▶ THINGS TO DO
1. Translate this sentence from the passage on the Amadeo Robotic System into Spanish: "All five translational degrees of freedom are independent and provide an almost entire coverage of the fingers’ workspace."
2. According to the passage on the Amadeo Robotic System, what keeps the wrist from moving?
3. Write the next part of the passage on the Amadeo Robotic System, picking up after its final sentence.

== EXTRACT

Key Evidence [edit | edit source]
Amadeo Robotic System by Tyromotion [edit | edit source]
The Amadeo Robotic System by Tyromotion is an end-effector based system that has five degrees of freedom and provides the motion of one or all five fingers through a passive rotational joint placed between the fingertip and an entity that moves laterally (the thumb has two passive rotational joints). All five translational degrees of freedom are independent and provide an almost entire coverage of the fingers’ workspace. The interface between the human hand and the machine is achieved thanks to elastic bands or plasters and the wrist is restrained from movement by a Velcro strap. (REFERENCE)

====
== GIVEN RECORDS

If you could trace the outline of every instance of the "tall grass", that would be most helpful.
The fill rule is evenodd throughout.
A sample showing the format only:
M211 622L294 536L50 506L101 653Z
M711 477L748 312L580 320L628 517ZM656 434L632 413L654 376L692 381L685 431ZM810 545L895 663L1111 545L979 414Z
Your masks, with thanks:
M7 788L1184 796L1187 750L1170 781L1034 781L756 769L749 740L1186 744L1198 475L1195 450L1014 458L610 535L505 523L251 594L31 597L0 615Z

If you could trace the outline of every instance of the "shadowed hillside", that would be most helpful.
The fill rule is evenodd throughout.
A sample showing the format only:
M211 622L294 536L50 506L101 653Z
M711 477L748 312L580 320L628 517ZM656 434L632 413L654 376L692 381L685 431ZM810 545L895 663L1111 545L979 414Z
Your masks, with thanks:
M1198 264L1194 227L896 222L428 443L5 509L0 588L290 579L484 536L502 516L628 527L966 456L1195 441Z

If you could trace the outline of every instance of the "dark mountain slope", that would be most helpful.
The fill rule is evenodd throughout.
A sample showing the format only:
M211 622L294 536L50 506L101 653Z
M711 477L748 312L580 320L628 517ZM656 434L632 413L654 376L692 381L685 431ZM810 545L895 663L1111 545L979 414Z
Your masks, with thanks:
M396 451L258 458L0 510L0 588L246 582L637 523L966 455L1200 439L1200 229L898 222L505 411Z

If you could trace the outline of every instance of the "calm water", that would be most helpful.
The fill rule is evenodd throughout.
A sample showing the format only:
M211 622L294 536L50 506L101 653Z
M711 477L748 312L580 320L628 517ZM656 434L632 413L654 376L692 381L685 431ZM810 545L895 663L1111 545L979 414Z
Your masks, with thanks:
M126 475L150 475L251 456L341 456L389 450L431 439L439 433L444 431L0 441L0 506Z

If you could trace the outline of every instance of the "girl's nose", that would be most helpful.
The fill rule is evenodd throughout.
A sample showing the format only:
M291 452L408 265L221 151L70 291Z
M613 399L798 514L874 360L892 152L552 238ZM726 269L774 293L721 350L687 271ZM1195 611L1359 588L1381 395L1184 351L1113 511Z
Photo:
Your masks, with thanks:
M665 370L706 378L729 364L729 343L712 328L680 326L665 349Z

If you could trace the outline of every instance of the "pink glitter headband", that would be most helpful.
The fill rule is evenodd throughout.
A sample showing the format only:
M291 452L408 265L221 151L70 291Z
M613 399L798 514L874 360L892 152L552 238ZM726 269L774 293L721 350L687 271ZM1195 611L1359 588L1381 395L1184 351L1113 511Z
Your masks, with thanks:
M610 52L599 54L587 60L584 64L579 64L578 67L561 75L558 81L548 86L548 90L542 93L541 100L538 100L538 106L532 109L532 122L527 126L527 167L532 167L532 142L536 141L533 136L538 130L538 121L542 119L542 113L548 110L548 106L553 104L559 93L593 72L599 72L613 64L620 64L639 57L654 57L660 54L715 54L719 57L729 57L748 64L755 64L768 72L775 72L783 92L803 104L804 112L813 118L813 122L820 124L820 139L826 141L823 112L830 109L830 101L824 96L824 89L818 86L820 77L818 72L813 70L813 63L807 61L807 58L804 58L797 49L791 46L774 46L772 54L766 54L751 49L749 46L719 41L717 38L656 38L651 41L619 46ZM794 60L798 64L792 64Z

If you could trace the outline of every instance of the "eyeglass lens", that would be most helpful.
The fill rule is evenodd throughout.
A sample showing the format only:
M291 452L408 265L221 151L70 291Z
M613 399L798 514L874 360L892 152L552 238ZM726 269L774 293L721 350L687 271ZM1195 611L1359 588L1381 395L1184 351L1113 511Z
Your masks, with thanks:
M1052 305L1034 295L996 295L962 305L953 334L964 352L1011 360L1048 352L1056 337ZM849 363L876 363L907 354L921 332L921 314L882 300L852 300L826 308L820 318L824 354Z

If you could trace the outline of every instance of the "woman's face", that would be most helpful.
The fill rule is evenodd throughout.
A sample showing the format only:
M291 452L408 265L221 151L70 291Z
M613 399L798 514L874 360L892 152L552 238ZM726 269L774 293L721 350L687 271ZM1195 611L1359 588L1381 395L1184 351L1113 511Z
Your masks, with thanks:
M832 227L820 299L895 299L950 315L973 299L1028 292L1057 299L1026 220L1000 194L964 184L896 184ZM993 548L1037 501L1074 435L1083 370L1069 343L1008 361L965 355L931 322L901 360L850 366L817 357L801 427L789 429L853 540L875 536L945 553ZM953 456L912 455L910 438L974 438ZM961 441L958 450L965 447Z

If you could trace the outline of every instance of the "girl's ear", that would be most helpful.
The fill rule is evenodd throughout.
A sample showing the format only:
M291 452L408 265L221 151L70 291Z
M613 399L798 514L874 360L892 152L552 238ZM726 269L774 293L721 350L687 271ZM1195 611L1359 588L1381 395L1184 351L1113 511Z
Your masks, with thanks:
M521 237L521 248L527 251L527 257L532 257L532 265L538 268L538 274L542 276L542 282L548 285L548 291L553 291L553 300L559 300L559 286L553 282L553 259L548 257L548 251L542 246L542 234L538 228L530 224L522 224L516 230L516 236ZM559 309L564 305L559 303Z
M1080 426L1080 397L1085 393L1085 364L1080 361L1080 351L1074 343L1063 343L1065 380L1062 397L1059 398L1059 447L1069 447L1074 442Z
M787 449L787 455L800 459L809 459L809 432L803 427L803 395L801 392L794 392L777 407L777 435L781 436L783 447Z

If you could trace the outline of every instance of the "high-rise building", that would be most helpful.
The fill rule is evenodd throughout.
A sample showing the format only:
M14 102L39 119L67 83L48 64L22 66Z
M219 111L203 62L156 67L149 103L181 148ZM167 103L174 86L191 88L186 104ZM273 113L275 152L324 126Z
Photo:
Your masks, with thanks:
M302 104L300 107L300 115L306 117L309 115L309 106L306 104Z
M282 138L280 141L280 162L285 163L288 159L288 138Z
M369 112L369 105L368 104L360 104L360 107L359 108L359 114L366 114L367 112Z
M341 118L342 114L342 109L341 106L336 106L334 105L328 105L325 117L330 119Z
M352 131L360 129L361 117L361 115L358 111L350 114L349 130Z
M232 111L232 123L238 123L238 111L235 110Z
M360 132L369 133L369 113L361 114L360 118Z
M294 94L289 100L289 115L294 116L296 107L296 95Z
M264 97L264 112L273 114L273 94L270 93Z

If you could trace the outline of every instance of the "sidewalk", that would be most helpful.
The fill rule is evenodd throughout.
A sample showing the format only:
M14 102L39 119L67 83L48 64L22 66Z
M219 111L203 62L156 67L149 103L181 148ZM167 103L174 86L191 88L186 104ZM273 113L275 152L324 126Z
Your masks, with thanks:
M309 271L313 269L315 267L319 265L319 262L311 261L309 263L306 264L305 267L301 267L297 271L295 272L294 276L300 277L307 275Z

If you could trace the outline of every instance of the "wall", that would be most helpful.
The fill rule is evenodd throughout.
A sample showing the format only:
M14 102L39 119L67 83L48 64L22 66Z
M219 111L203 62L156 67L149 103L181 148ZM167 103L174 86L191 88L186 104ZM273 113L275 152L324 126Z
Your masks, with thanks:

====

▶ ANSWER SECTION
1. Los cinco grados de libertad traslacionales son independientes y proporcionan una cobertura casi completa del espacio de trabajo de los dedos.

2. A Velcro strap.

3.
Acute- Stroke: [edit | edit source]
A randomized control trial conducted on acute stroke patients looked at the effectiveness robot- assisted hand therapy using a device the Amadeo Robotic System by Tyromotion. The Amadeo treatment composed of 1) continuous passive therapy 2) assisted movement therapy 3) balloon training (active training in a virtual environment by carrying out target oriented tasks) (REFERENCE). Comparable to traditional Occupational Therapy methods, patients within the robotic therapy group made significant improvements in Fugl-Meyer Scale (FM), and Box and Block Test (BB) at the end of treatment (4/5 weeks) and maintained improvements after a 3-month follow-up. This result is very important because the gain achieved is not exercise or time dependent, but could be secondary to reorganization of brain structures (REFERENCE).